* **RAW RECORDS**
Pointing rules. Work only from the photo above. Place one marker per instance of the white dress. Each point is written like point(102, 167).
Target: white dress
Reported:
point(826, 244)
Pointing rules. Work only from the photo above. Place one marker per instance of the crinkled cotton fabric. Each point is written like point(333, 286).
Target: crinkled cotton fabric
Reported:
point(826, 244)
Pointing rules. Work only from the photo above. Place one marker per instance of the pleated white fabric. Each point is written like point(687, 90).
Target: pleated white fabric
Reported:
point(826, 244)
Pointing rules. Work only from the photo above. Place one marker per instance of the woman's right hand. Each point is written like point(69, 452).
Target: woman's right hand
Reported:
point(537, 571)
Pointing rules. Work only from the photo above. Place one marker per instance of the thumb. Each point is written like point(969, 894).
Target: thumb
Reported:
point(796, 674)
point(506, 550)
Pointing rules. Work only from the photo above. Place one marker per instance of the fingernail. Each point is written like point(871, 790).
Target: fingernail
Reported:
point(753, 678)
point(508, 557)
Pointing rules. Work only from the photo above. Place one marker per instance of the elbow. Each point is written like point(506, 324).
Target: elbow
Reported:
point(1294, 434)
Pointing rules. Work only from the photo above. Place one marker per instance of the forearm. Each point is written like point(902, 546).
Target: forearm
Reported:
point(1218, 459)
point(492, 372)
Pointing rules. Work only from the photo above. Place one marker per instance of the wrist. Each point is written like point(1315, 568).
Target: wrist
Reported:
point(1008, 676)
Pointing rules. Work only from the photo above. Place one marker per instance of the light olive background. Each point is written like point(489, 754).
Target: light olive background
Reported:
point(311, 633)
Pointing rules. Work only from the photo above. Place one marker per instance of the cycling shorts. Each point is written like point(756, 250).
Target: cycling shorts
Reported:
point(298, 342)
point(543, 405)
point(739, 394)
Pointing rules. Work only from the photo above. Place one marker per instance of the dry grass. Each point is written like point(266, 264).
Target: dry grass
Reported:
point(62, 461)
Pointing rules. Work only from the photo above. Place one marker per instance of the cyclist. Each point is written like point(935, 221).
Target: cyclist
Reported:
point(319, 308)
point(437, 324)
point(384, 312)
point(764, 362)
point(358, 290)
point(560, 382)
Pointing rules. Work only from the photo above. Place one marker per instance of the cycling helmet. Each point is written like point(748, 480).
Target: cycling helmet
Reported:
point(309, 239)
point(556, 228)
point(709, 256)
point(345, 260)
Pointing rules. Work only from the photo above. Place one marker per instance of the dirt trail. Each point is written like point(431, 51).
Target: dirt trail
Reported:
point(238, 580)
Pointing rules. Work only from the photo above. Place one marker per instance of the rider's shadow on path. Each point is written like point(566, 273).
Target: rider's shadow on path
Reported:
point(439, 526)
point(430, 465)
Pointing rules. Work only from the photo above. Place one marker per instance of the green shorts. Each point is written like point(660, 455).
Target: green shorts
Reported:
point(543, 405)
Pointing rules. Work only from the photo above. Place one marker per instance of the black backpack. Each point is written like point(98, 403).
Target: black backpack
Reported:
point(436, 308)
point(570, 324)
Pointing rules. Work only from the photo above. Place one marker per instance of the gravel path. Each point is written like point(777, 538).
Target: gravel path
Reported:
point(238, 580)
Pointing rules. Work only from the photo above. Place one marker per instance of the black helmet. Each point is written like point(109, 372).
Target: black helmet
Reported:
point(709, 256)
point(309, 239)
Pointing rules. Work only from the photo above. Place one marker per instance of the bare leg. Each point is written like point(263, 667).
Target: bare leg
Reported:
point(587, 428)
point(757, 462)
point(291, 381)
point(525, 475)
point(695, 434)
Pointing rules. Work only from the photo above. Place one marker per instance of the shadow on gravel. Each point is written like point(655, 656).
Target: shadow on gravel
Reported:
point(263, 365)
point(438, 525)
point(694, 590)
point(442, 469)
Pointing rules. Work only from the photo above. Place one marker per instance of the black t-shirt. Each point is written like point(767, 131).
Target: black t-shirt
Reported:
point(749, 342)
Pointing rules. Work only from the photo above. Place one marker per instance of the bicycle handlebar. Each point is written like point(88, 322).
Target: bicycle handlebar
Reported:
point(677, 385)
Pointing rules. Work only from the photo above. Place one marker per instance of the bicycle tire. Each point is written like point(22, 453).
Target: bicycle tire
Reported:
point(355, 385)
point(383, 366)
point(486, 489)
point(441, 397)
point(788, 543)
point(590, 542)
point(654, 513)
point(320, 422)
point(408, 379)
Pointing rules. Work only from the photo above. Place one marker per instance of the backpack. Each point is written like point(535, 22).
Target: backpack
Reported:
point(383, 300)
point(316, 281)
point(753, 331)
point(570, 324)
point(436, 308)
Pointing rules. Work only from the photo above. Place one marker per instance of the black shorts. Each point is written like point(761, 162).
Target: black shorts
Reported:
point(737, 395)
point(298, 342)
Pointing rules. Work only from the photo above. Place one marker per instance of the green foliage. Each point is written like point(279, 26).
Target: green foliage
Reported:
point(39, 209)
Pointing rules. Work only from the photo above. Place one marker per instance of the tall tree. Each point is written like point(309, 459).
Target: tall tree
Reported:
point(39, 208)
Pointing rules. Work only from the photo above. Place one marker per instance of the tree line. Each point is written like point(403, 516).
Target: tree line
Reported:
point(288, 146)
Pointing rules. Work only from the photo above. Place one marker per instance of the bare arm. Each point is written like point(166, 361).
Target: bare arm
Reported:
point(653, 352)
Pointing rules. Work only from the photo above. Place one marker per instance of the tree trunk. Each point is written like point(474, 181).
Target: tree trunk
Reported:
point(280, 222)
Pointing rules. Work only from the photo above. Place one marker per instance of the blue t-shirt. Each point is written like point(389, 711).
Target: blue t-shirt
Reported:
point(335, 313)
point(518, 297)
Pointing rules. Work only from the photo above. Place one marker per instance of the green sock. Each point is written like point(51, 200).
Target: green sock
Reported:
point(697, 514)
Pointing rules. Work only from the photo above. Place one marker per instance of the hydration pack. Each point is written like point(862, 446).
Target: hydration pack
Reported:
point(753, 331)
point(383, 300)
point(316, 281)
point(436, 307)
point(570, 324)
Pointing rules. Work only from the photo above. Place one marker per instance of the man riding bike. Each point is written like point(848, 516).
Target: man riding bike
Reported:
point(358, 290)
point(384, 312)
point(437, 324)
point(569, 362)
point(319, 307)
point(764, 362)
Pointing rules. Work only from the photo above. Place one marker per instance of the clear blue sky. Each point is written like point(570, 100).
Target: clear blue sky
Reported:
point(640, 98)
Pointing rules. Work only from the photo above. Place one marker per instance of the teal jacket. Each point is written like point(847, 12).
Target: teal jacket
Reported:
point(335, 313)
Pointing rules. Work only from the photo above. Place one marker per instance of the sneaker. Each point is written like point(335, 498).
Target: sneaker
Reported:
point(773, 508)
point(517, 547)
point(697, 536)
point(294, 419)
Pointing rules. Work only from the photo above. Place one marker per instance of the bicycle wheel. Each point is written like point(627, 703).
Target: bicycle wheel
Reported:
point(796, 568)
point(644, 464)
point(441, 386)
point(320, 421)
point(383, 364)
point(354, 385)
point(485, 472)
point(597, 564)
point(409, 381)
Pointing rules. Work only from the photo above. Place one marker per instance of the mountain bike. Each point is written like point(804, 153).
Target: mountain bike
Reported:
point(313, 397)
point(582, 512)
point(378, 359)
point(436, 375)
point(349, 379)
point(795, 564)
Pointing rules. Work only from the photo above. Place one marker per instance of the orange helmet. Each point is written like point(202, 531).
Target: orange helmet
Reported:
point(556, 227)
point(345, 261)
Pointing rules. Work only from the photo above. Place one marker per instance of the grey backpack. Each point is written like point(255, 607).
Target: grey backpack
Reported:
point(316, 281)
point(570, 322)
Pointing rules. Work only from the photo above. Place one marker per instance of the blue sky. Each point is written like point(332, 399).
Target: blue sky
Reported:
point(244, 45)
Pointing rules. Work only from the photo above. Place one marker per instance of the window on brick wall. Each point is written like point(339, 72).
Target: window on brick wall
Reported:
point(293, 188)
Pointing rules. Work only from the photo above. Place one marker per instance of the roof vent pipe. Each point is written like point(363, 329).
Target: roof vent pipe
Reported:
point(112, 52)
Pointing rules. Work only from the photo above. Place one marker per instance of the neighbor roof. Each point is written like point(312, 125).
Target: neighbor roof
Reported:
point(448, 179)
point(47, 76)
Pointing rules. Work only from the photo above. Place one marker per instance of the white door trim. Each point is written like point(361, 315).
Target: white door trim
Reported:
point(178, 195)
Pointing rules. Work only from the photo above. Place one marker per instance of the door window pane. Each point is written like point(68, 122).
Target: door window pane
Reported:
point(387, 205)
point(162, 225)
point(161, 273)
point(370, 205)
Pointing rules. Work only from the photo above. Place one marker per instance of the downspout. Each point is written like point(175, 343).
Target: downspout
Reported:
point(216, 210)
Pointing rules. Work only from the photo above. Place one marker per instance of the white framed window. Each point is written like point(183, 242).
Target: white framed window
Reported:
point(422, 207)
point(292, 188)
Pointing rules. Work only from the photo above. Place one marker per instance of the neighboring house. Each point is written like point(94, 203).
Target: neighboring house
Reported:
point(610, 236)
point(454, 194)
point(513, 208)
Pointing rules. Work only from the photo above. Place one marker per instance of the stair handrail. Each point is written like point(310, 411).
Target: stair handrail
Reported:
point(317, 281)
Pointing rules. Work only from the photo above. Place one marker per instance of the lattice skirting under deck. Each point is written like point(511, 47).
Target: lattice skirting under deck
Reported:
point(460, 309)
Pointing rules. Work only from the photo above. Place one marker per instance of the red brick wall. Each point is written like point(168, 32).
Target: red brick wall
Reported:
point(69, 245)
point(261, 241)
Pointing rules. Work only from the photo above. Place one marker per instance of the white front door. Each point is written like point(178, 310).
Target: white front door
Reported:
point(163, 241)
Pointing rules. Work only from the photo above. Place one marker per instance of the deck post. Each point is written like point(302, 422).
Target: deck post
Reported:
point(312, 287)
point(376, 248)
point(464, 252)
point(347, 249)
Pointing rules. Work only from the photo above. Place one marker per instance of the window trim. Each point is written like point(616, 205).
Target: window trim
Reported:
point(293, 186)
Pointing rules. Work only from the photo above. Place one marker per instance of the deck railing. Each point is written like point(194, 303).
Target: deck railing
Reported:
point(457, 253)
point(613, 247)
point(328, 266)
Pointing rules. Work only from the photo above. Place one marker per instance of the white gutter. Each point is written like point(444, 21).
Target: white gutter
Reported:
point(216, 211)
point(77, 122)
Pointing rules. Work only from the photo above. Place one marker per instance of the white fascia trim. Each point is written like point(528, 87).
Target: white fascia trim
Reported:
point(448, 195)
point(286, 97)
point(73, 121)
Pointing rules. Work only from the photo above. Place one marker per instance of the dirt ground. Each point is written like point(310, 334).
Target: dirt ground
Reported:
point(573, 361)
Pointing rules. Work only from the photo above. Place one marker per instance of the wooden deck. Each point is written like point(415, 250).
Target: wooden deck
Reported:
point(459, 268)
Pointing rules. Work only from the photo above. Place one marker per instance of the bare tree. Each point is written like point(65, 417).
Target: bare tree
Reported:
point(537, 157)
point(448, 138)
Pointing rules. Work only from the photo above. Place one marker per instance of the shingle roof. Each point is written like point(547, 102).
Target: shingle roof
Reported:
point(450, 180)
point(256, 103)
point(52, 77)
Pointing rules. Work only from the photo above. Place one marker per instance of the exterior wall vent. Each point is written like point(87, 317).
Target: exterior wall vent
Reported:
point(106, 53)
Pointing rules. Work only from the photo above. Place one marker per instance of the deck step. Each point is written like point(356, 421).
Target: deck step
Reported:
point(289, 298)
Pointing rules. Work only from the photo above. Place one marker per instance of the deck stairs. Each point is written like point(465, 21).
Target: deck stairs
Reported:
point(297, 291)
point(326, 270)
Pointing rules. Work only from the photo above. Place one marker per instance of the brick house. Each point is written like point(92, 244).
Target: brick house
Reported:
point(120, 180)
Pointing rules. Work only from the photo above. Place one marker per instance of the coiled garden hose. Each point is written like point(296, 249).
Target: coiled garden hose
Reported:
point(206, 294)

* **GIVEN REQUEST**
Switch each "Reported" to "Output" in the part of the records that opens with their first line and closes with the line containing "point(492, 372)", keeping everything else unchanged. Return only those lines.

* **FINISHED EXERCISE**
Pointing rules. Work only from the photo above. Place one marker per instance of the white dress. Each point is written like point(102, 167).
Target: white dress
Output:
point(826, 244)
Pointing rules. Work only from the photo above. Place one marker per instance of the crinkled cotton fabric. Each point is written like point(333, 286).
Target: crinkled cotton fabric
Output:
point(826, 244)
Pointing rules. Work only from the photo above. Place one marker per instance of the pleated white fabric. Each point is written like point(687, 90).
Target: pleated white fabric
Output:
point(826, 244)
Pointing rules. Work only from the photo above. Place one marker per instance of the woman's right hand. Each point is written like point(69, 452).
Target: woman's right hand
Output:
point(537, 571)
Pointing rules. Work only from the photo above. Place one marker per instance of the thumb. Each point is written like point(969, 894).
Target: thumb
Output:
point(796, 674)
point(506, 550)
Pointing rules. Work only from the photo above. Place one marker per instance of the fingernail. Each point is written like point(871, 790).
Target: fingernail
Output:
point(753, 678)
point(508, 557)
Pointing rules. Work only from the photo above. Place one marker per instance of the elbow. Each point is written like point(506, 324).
Target: elbow
Output:
point(1294, 434)
Pointing rules. Work only from the photo above. Place one marker per instance of the forearm. Each point is written like point(902, 546).
Target: forearm
Output:
point(1218, 459)
point(492, 372)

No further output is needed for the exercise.